▶ Work instructions
Reproduce each entry below in full, its wording included, and add 45 to every coordinate value in the answers.

===== Data for processing =====

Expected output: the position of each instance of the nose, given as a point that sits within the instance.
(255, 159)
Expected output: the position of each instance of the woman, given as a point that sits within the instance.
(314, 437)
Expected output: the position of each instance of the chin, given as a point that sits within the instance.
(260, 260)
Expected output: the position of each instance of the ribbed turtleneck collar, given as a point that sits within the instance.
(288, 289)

=====

▶ Worked answer
Expected output: the position of each instance of the nose, given as a point that sits within the instance.
(300, 204)
Expected output: the position of each instance of the woman, given as a point that sits within the instance.
(359, 482)
Expected output: the position of each instance of the chin, given as a point that sits within the instance.
(305, 305)
Expected output: the position of each instance of the ribbed turtleneck collar, given as a point that sits within the instance.
(333, 334)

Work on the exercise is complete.